[Data to process start]

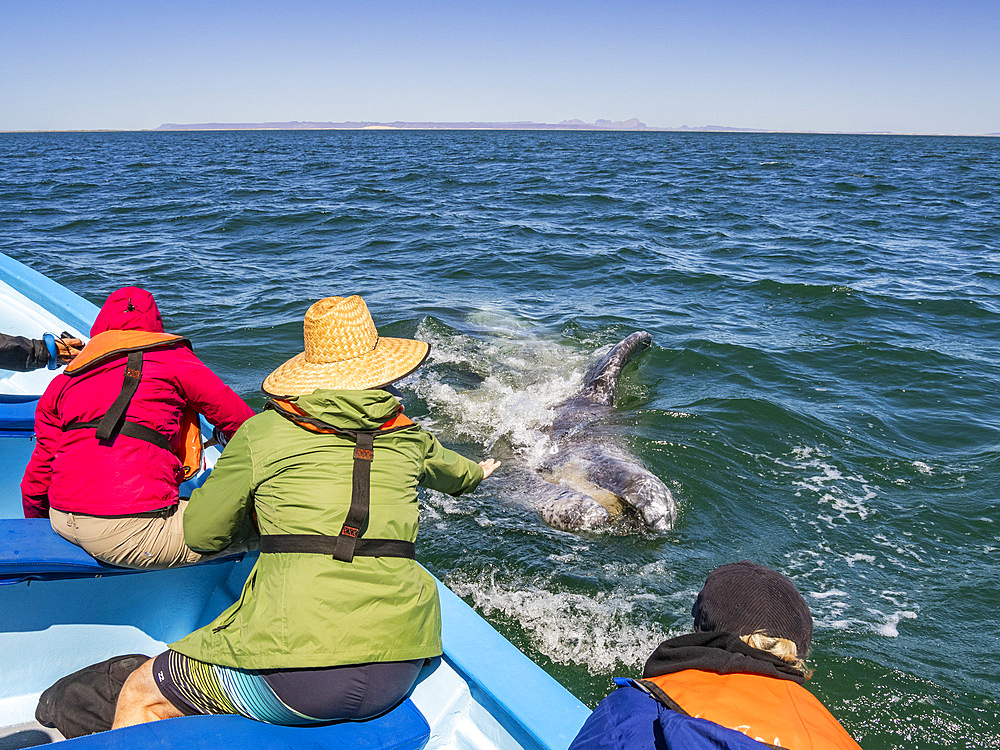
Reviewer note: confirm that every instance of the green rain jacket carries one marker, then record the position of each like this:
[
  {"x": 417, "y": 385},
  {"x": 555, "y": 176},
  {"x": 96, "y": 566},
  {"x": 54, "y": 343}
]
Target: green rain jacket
[{"x": 310, "y": 610}]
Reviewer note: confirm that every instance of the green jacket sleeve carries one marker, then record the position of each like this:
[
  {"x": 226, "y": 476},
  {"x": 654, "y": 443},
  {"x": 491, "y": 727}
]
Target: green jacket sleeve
[
  {"x": 217, "y": 514},
  {"x": 449, "y": 472}
]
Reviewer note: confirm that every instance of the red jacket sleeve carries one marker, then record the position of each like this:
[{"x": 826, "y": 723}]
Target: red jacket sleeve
[
  {"x": 48, "y": 434},
  {"x": 205, "y": 391}
]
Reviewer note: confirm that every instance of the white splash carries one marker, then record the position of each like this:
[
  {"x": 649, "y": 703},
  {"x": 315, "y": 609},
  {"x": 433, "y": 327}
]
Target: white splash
[{"x": 598, "y": 631}]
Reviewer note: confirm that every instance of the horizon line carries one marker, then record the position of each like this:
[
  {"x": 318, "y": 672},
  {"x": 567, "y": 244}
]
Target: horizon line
[{"x": 601, "y": 125}]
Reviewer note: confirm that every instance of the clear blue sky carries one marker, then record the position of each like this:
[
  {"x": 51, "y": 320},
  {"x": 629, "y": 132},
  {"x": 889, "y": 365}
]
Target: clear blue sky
[{"x": 904, "y": 66}]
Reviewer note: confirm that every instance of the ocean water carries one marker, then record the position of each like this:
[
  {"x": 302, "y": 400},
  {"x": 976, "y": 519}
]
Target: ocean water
[{"x": 822, "y": 394}]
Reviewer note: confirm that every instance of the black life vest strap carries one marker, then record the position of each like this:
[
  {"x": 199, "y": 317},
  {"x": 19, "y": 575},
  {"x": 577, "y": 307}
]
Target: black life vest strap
[
  {"x": 110, "y": 424},
  {"x": 357, "y": 514},
  {"x": 319, "y": 544},
  {"x": 659, "y": 695},
  {"x": 129, "y": 429},
  {"x": 347, "y": 543}
]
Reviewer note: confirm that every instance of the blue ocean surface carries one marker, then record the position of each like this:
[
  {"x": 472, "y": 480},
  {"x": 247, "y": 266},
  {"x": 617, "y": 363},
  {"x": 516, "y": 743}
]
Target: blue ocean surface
[{"x": 822, "y": 394}]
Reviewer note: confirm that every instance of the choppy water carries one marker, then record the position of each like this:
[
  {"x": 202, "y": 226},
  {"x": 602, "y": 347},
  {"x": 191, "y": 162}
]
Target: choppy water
[{"x": 821, "y": 396}]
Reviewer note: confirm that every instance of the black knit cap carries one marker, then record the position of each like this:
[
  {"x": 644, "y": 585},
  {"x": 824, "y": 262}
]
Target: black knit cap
[{"x": 745, "y": 598}]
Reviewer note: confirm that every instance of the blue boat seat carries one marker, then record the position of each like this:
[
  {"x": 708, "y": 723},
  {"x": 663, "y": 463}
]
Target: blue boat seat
[
  {"x": 31, "y": 550},
  {"x": 403, "y": 728},
  {"x": 17, "y": 412}
]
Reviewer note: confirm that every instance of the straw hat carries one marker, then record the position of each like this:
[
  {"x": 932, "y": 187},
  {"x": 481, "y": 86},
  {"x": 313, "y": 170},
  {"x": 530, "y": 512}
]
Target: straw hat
[{"x": 344, "y": 351}]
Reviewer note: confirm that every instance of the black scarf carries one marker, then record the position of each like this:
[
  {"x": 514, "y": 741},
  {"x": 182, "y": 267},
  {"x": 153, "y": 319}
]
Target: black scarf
[{"x": 723, "y": 653}]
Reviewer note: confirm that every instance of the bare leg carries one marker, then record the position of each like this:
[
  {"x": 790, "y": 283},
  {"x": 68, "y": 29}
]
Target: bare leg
[{"x": 141, "y": 700}]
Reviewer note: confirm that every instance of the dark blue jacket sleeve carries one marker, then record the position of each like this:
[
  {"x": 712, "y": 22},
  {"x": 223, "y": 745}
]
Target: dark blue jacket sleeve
[{"x": 625, "y": 720}]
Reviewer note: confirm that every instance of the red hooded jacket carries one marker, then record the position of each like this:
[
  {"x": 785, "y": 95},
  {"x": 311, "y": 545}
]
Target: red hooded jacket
[{"x": 70, "y": 471}]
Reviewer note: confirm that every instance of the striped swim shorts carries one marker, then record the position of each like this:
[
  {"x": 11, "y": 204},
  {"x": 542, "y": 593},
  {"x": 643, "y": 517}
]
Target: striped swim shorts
[{"x": 284, "y": 696}]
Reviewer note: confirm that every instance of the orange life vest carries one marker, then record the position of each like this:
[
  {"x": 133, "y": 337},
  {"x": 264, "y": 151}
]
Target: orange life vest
[
  {"x": 110, "y": 345},
  {"x": 771, "y": 710}
]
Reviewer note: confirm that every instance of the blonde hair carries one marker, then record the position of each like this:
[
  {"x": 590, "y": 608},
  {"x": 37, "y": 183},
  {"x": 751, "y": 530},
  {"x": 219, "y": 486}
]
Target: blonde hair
[{"x": 783, "y": 648}]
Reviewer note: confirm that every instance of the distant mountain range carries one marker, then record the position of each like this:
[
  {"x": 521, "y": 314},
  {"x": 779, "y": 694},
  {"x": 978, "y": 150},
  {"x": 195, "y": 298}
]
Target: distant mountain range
[{"x": 632, "y": 124}]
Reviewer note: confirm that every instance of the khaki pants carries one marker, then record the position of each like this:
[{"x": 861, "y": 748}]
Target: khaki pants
[{"x": 145, "y": 541}]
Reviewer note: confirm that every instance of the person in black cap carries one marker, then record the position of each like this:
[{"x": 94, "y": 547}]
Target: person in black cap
[{"x": 741, "y": 668}]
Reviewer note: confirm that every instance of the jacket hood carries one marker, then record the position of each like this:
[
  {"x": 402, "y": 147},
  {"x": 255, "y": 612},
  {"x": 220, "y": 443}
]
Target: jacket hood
[
  {"x": 128, "y": 309},
  {"x": 716, "y": 651},
  {"x": 359, "y": 410}
]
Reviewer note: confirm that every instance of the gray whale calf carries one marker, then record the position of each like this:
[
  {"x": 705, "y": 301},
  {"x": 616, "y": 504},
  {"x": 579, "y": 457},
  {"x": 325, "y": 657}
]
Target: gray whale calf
[{"x": 591, "y": 476}]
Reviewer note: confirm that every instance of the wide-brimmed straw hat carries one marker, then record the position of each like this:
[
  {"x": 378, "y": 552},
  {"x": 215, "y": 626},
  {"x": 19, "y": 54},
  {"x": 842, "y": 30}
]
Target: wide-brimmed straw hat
[{"x": 344, "y": 351}]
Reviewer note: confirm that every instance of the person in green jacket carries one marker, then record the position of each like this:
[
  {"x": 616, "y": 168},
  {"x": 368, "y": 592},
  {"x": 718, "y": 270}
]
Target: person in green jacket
[{"x": 336, "y": 618}]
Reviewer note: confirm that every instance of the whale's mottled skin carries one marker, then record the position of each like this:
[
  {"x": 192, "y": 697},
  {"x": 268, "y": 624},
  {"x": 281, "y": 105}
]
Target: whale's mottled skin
[{"x": 591, "y": 476}]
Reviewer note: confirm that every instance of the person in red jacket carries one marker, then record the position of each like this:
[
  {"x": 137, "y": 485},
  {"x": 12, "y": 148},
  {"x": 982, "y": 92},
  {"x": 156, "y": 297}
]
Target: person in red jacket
[{"x": 109, "y": 454}]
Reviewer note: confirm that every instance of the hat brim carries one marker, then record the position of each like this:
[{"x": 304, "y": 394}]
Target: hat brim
[{"x": 390, "y": 360}]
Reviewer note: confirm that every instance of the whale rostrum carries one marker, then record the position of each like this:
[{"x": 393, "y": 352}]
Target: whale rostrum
[{"x": 591, "y": 479}]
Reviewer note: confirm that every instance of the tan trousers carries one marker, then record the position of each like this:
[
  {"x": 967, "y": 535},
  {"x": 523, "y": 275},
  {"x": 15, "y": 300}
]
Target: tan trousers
[{"x": 146, "y": 541}]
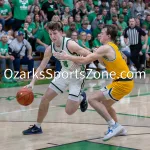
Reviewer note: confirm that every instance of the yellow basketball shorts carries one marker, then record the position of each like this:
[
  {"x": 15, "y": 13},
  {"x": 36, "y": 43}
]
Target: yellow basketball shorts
[{"x": 117, "y": 89}]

[Data to process end]

Copy exactly, please, the lines that run from the line holding "Reviewer note: confirm that every instance of the wide-brimmed" through the closing line of the material above, omitting every picture.

Reviewer note: confirm that every instance of the wide-brimmed straw hat carries one marker, then record the position of each like this:
[
  {"x": 378, "y": 552},
  {"x": 215, "y": 626},
  {"x": 19, "y": 54},
  {"x": 842, "y": 30}
]
Target: wide-brimmed straw hat
[{"x": 344, "y": 351}]
Reviewer note: confirm that every instance of the person in green jacket carries one marker, then record the position of each like this:
[
  {"x": 616, "y": 168},
  {"x": 368, "y": 592},
  {"x": 718, "y": 270}
]
Target: person in green jacket
[{"x": 336, "y": 618}]
Reviewer note: confirm that every instance of the whale's mottled skin carries one marker, then record the position of each like this:
[
  {"x": 192, "y": 697},
  {"x": 268, "y": 624},
  {"x": 281, "y": 105}
]
Target: whale's mottled skin
[{"x": 591, "y": 476}]
Reviewer note: confirm that every instance of the person in red jacket carries one marker, then record the position of each like this:
[
  {"x": 137, "y": 485},
  {"x": 12, "y": 148},
  {"x": 982, "y": 92},
  {"x": 156, "y": 297}
]
Target: person in red jacket
[{"x": 109, "y": 454}]
Reviewer note: confirm that every instance of the hat brim carries one marker, then record the position of each like this:
[{"x": 304, "y": 394}]
Target: hat brim
[{"x": 390, "y": 360}]
Reviewer note: confirm that every instance of the whale rostrum carries one marker, then record the position of each like this:
[{"x": 393, "y": 352}]
Target: whale rostrum
[{"x": 591, "y": 479}]
Reviewer note: confirm that every instance of the tan trousers carries one marker, then record the position of each like this:
[
  {"x": 967, "y": 535},
  {"x": 523, "y": 275},
  {"x": 15, "y": 300}
]
Target: tan trousers
[{"x": 146, "y": 541}]
Reviewer note: confirm that every instance of the yellow basketball shorts carries one marker, then record the position of each like this:
[
  {"x": 15, "y": 13},
  {"x": 36, "y": 43}
]
Target: yellow basketball shorts
[{"x": 117, "y": 89}]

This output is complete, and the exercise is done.